EXERCISE OBJECTIVE:
Without including any pictures, write out all the entries exactly.

★ ★ ★ ★

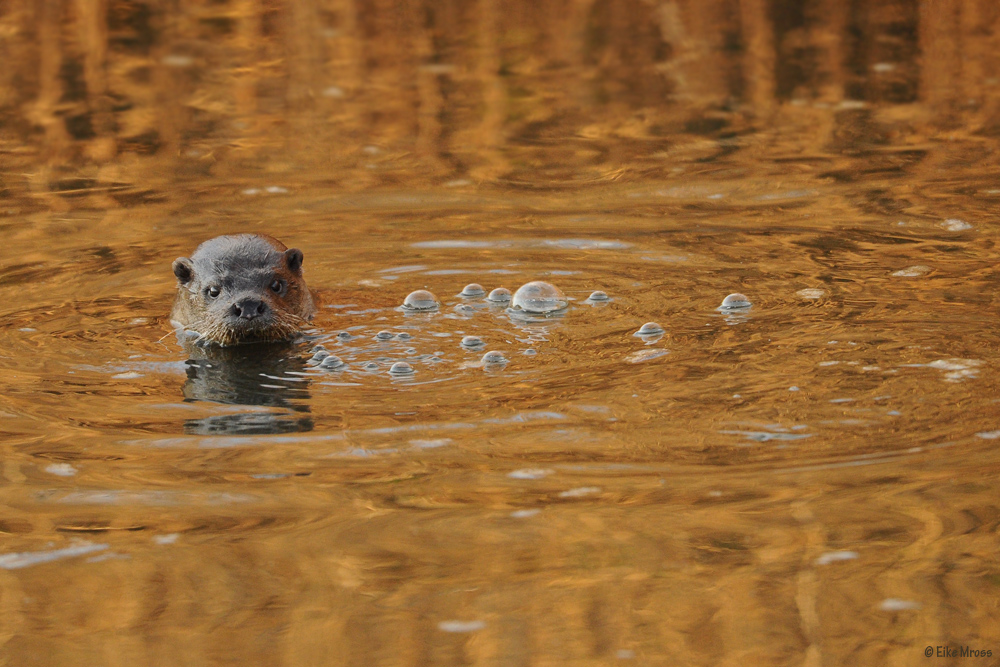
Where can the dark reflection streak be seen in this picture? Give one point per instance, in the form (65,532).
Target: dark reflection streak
(236,376)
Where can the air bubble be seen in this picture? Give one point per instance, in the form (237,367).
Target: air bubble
(473,291)
(401,368)
(499,295)
(420,300)
(473,342)
(735,301)
(318,357)
(493,358)
(649,329)
(332,362)
(538,297)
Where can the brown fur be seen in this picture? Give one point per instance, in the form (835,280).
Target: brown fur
(242,268)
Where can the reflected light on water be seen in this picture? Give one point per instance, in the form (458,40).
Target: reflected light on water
(427,479)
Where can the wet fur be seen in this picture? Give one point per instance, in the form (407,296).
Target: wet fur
(238,259)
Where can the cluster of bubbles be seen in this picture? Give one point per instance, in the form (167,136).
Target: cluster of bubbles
(536,298)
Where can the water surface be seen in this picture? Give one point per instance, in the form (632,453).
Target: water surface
(812,480)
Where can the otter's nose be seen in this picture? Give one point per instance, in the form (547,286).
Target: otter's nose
(248,309)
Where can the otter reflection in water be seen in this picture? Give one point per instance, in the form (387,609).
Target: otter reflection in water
(233,291)
(268,377)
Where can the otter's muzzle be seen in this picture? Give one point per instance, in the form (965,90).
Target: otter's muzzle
(248,308)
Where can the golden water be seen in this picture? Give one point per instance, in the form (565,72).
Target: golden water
(812,482)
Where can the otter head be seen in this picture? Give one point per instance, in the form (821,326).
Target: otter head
(243,288)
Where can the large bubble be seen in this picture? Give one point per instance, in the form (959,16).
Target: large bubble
(538,297)
(420,300)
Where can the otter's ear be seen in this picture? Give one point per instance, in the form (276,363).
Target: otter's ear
(184,270)
(294,258)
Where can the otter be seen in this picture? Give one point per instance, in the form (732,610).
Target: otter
(243,288)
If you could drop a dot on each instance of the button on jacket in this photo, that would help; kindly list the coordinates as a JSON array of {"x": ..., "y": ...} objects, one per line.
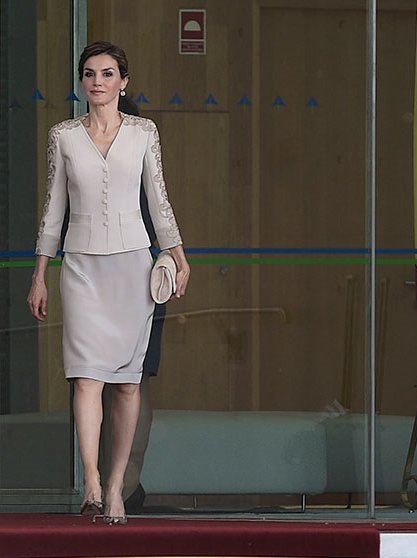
[{"x": 103, "y": 193}]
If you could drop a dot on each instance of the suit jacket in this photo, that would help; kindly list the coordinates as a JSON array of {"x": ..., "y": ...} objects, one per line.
[{"x": 105, "y": 215}]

★ ★ ★ ★

EXERCISE RESPONSE:
Where can the dark reflection streak be seen in this picture? Give one point per instance, in the form (65,532).
Target: dark reflection streak
(236,376)
Where can the air bubble be seen in this picture? Give one point per instance, in the form (237,367).
Target: air bubble
(473,291)
(401,368)
(499,295)
(420,300)
(473,342)
(735,301)
(318,357)
(493,358)
(649,329)
(332,362)
(538,297)
Where can the brown fur be seen in this picture? Give one point per instance, in the form (835,280).
Target: brown fur
(242,268)
Where can the reflected light on water be seen in this picture? Give one point per instance, in the form (458,40).
Target: reflected light on water
(427,479)
Where can the wet fur be seen in this picture? Give one point per instance, in the form (407,296).
Target: wet fur
(238,259)
Where can the cluster of bubbles be seen in this picture? Give one point per instance, in the form (167,136).
Target: cluster of bubbles
(536,298)
Where can the water surface be seen in this picture? Give one point per instance, in the form (632,453).
Target: water surface
(812,480)
Where can the otter's nose be seen in this picture? Give one point per instance, in the form (547,286).
Target: otter's nose
(248,309)
Where can the otter reflection in water be seen in this picture? Give one point per instance, in the form (387,609).
Target: otter reflection in water
(233,291)
(268,377)
Where can the otter's muzzle be seen in this picture? Give one point per instance, in the form (965,90).
Target: otter's muzzle
(248,308)
Where can the golden water be seen in this picture? Give one point per instance, in the form (565,72).
Target: golden water
(812,482)
Where can the otter head be seen in this picture? Give one point per instance, in the form (821,326).
Target: otter head
(243,288)
Where can the large bubble be seen in this picture? Give one point per instance, in the form (959,16).
Target: large bubble
(538,297)
(420,300)
Where can the otter's ear be seen in this picture? Give one point per instance, in the form (276,363).
Target: otter's ear
(184,270)
(294,258)
Where can the otter be seen in this picture? Give one point per instance, in the form (732,610).
Target: otter
(243,288)
If you could drop a dot on each instance of the button on jacket in this photo, that would help; kindly list the coordinates as a JSON array of {"x": ..., "y": ...} objects, one per line.
[{"x": 103, "y": 193}]
If you could drop a dot on each instance of the suit jacket in this photo, that would help; kindly list the coordinates as a JSON array of {"x": ..., "y": ...} objects, one per line.
[{"x": 105, "y": 215}]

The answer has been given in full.